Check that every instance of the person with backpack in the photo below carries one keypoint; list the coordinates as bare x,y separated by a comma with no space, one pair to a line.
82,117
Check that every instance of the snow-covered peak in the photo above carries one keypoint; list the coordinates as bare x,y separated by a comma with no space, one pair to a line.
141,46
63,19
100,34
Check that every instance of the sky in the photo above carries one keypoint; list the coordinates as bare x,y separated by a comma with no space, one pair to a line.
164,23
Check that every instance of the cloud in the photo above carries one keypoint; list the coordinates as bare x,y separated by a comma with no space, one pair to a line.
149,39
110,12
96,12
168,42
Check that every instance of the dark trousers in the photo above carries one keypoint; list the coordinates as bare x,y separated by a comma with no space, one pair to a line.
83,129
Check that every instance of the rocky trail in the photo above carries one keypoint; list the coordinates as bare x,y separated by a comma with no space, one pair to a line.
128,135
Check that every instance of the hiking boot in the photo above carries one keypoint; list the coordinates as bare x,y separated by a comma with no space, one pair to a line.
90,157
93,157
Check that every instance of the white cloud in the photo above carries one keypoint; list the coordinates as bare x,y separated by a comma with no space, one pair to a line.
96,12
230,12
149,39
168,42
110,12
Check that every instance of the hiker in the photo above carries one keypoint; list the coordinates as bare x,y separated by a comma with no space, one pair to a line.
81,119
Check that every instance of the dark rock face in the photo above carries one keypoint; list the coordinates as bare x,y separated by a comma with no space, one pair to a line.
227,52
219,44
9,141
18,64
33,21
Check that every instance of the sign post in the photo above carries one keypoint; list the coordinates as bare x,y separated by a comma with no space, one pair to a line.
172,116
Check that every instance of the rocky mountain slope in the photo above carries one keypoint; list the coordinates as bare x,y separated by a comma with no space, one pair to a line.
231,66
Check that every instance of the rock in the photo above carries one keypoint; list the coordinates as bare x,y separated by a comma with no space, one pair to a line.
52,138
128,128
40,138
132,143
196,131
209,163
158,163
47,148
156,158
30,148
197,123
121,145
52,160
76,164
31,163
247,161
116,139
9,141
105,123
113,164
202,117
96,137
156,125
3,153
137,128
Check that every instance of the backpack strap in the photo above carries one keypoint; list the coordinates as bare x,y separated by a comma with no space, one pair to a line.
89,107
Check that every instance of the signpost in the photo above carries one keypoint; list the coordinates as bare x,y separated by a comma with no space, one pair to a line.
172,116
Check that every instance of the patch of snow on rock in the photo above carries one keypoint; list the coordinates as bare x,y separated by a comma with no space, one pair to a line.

* Task statement *
Reproduce the records above in full and with exact wording.

* Expected answer *
Check that every instance of the person with backpack in the photo below carries one keypoint; list the coordinates as bare x,y separated by a comma with no space, one pair to a line.
82,117
Check that every instance of the snow-covered peak in the photo above carries one keypoint; list the coordinates as bare x,y separated by a comma with no space, one pair to a line.
141,46
63,19
100,34
Check that every instance of the sky in the photo above carries one keypoint; list the coordinates as bare x,y separated by a comma with no space, one pair to a line.
164,23
Check that every instance of the cloud in the photo above carries one keypoint; list the coordinates as bare x,y separated by a comma with no space, one pair to a line.
149,39
110,12
96,12
168,42
Check that every instance of the dark trousers in the photo above carries one keypoint; list the coordinates as bare x,y separated by a comma with no space, one pair to a line.
83,129
Check that every instance of the rocky trail in the photo above carries one keypoint; list the coordinates as bare x,y separated by a comma with no space, one pair to a line.
128,135
Check that every instance of the hiking boot in the photo above carries one keypoint; list the coordinates as bare x,y separated by a comma with no space, one pair to a line.
90,157
93,157
Check that every instance of the white cloud in the photo above carries one keypoint; list the coordinates as bare x,y separated by a comma with no space, one pair to a line.
96,12
230,12
149,39
168,42
110,12
Check that every instance of the hiker in the photo above carries one keypoint; list the coordinates as bare x,y separated by a comma with no space, one pair to a line.
81,119
Check that every instance of the dark rock face in the photo above carries one keypoint; list the coordinates as bare x,y separated by a comma with no space, one pair to a line.
227,52
219,44
9,141
18,64
33,21
Check that every instance of the sign post in the photo above carries one keypoint; list the coordinates as bare x,y separated by a comma with no space, one pair to a line.
172,116
Check that every instance of the rocky mountain slope in the photo above carries one keypoint; list the coordinates as bare x,y separated by a comma with no space, one pair to a line.
231,66
Check that every instance of the rock in the photo above carries one keypoint; list the coordinates as bare x,y separated by a comma with no space, one pair to a line.
52,138
128,128
40,138
132,143
196,131
209,163
158,163
47,148
156,158
30,148
197,123
121,145
52,160
76,164
31,163
247,161
116,139
9,141
105,123
113,164
202,117
96,137
156,125
3,153
137,128
Check that every instance of the backpack strap in the photo above carries one keypoint; list the coordinates as bare x,y separated by a comma with no space, one pair to a line.
89,107
Check that every instance of the signpost in the photo above carries one keypoint; list the coordinates as bare x,y separated by a comma with no space, one pair to a line.
172,116
Check that every instance of the patch of snow on rock in the photo above carries one keypoint; list the coordinates as bare x,y separated by a comma with no space, one pair to a line.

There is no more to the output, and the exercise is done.